■ **EXTRACTED DATA**
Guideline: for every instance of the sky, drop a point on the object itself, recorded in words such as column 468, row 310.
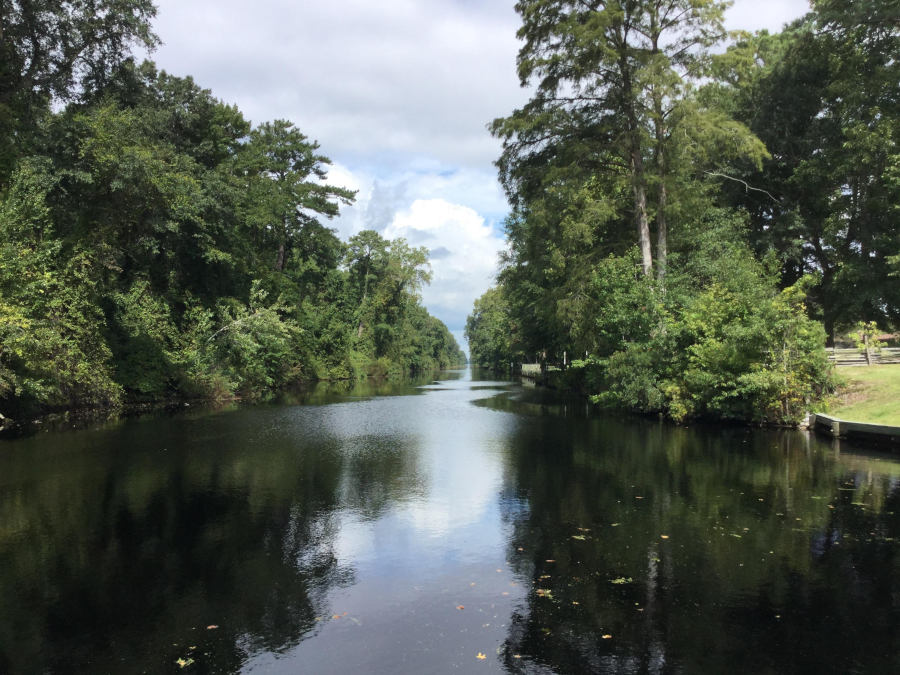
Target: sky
column 398, row 93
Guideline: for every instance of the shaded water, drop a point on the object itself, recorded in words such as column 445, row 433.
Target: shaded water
column 342, row 532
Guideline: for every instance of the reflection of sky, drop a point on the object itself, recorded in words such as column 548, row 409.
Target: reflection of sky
column 429, row 551
column 456, row 518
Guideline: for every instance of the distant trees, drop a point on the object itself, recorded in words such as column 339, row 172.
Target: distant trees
column 822, row 96
column 766, row 173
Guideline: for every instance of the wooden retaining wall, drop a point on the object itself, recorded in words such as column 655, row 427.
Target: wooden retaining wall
column 854, row 357
column 838, row 428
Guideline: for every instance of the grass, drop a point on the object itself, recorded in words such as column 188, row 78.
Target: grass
column 872, row 395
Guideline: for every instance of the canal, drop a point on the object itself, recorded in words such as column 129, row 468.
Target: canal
column 464, row 525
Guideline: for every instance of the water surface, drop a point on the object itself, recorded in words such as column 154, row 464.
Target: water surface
column 411, row 528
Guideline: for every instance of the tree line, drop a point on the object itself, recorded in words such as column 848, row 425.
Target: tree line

■ **EXERCISE GOAL**
Pictures are to be excluded; all other material must be transcribed exactly.

■ **SOLUTION**
Guideline: for every instance of the sky, drop a point on the object itself, recorded in words such as column 468, row 310.
Target: sky
column 398, row 93
Guideline: for every instance of the shaded water, drop a point on the object itself, recorded in words such as column 445, row 433.
Target: shaded water
column 342, row 532
Guideline: for every instance of the reflection of sky, drop a point on the object itself, recorded in words such as column 548, row 409.
Target: reflection of sky
column 429, row 551
column 456, row 518
Guideline: for every instance of the distant trees, drop a point on the object itself, recorded in words such as column 339, row 172.
Target: distant trees
column 822, row 96
column 766, row 173
Guideline: for every instance of the wooden retaining wall, drop a point on the object itself, recorded in words such as column 655, row 427.
Target: wooden retaining wall
column 854, row 357
column 838, row 428
Guideline: for every instance of the grass, drop a point on the object itself, recorded in words such as column 188, row 78.
Target: grass
column 872, row 395
Guideline: for every instance of the canal, drop a point on the object itself, recorded in words such as column 129, row 468.
Target: canal
column 464, row 525
Guideline: for every instance of the water surface, drop a point on the object itself, recorded in words such as column 154, row 464.
Target: water surface
column 411, row 528
Guideline: for every instance of the tree line, drop a point on the object itself, recorded in words such as column 848, row 425.
Target: tree line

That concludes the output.